Raw records:
=======

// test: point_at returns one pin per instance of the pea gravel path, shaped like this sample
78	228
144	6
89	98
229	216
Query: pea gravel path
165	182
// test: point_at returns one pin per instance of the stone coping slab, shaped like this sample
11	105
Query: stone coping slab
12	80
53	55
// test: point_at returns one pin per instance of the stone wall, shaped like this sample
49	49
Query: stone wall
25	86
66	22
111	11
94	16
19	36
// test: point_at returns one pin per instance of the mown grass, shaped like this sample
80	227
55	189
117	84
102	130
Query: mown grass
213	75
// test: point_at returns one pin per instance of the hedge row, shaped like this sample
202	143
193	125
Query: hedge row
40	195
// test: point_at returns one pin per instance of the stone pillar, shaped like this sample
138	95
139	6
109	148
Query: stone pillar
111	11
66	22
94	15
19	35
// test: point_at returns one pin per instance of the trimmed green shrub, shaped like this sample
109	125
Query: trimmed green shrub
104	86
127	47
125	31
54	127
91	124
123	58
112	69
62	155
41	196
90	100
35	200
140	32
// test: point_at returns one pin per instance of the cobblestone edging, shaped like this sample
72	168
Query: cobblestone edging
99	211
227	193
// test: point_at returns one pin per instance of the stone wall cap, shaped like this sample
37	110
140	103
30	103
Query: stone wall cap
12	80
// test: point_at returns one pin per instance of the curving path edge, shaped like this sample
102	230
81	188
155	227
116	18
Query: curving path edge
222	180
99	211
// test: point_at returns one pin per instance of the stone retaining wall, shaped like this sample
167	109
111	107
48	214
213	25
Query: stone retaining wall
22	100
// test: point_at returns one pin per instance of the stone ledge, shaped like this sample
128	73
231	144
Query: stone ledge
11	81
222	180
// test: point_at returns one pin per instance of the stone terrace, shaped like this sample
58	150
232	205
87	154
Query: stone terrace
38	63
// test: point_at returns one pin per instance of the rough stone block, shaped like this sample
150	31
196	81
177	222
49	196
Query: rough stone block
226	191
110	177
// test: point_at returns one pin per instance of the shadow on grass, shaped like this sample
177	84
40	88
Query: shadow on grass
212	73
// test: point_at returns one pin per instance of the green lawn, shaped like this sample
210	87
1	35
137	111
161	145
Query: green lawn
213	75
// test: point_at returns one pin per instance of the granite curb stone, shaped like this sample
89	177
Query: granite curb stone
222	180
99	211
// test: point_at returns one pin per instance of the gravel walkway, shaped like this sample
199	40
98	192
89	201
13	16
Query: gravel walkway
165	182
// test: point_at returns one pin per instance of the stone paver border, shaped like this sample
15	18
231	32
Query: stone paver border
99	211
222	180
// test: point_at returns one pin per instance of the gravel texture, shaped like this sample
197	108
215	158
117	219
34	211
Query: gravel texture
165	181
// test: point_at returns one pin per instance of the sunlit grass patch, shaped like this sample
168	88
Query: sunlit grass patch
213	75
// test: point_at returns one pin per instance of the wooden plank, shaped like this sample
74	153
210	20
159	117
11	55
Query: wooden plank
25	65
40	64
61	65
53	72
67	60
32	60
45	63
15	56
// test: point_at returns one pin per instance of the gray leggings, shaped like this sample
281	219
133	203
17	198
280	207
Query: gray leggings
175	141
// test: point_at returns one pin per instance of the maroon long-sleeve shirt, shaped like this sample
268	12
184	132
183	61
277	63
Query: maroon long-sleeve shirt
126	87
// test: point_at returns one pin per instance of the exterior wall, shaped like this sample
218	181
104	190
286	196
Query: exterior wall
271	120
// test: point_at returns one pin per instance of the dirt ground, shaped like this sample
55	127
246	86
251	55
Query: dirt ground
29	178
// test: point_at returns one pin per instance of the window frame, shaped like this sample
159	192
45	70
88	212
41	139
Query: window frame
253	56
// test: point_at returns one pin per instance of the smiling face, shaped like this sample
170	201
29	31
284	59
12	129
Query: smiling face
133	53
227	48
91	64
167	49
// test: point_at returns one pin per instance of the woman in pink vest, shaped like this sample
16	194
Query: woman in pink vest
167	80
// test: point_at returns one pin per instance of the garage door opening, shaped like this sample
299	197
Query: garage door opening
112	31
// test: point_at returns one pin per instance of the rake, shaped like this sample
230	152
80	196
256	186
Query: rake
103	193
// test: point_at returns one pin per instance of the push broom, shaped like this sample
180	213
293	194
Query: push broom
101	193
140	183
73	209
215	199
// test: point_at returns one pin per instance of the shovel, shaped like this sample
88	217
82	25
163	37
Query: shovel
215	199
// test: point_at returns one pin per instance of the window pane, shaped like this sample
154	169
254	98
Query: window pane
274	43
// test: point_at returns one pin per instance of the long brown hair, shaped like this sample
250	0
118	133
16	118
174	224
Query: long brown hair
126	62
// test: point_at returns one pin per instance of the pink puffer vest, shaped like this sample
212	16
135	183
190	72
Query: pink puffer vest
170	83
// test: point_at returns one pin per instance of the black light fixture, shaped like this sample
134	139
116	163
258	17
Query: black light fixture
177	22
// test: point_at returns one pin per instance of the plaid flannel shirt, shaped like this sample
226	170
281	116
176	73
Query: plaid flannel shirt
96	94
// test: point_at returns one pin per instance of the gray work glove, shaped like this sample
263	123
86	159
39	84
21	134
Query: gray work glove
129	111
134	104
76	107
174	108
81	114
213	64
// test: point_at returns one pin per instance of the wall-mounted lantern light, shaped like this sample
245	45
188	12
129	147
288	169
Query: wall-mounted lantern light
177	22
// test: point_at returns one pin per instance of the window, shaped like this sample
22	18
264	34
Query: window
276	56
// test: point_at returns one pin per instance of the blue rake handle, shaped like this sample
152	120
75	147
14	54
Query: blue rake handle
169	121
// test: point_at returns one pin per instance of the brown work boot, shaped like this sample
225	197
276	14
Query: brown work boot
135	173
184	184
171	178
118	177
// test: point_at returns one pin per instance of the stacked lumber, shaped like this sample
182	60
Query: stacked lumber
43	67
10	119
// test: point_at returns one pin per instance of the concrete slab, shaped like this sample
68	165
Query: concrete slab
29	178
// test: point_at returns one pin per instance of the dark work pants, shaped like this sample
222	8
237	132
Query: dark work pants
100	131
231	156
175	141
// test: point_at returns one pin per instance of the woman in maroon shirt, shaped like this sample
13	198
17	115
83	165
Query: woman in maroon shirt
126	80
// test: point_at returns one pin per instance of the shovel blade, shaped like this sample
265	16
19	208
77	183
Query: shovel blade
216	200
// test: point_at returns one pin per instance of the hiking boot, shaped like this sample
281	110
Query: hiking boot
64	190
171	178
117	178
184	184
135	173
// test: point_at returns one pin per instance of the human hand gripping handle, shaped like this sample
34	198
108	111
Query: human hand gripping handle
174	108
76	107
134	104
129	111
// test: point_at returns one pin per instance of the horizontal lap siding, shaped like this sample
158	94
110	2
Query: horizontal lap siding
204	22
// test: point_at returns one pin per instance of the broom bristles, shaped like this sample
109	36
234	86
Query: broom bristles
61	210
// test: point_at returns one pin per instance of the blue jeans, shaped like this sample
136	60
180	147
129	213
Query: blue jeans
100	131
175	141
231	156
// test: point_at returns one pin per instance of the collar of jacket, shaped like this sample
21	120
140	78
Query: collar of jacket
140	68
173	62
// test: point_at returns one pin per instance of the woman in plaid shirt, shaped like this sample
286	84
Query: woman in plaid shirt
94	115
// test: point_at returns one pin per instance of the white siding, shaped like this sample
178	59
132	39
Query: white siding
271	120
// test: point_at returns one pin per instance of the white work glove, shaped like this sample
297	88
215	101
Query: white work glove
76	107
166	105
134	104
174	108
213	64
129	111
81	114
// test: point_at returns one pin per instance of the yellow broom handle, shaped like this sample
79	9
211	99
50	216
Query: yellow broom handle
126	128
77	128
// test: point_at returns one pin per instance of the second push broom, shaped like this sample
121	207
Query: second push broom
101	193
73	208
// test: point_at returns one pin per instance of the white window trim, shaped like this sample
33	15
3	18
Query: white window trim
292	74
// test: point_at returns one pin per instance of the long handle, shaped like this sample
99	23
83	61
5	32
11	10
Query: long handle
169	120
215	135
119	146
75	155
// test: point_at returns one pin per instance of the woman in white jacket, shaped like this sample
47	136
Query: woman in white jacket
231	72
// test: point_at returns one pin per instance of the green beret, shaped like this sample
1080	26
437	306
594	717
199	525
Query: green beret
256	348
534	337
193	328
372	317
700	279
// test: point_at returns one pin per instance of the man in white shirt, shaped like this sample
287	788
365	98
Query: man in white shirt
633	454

=======

WORK TO DO | Extract exactly the lines between the line containing "white work glove, shaped like this sample" and the end of the data, including both.

ANSWER TO THIS PROBLEM |
// test: point_at returns one pin per instance of the white work glove, shaped like this sample
297	88
215	101
Query: white work glove
76	107
166	105
134	104
174	108
213	64
129	111
81	114
// test: point_at returns one pin per instance of the yellow broom handle, shaped like this sample
79	9
211	99
50	216
Query: yellow broom handle
126	128
77	128
// test: point_at returns one pin per instance of the second push broom, shaped like this sample
121	207
Query: second push broom
101	193
73	208
// test: point_at returns one pin per instance of the white window trim, shaped like this sample
33	15
3	18
Query: white window trim
292	74
// test: point_at returns one pin per instance of the long handle, shaped like this sample
99	23
83	61
5	32
11	10
Query: long handle
169	120
215	135
119	146
75	155
// test: point_at returns one pin per instance of the woman in white jacket, shaped like this sample
47	136
Query: woman in white jacket
231	72
// test: point_at returns one pin per instance of the green beret, shaped like this sample
1080	26
437	306
594	717
199	525
Query: green beret
256	348
534	337
193	328
372	317
700	279
// test: point_at returns one pin per instance of the man in white shirt, shaped like this sample
287	788
365	98
Query: man in white shirt
633	454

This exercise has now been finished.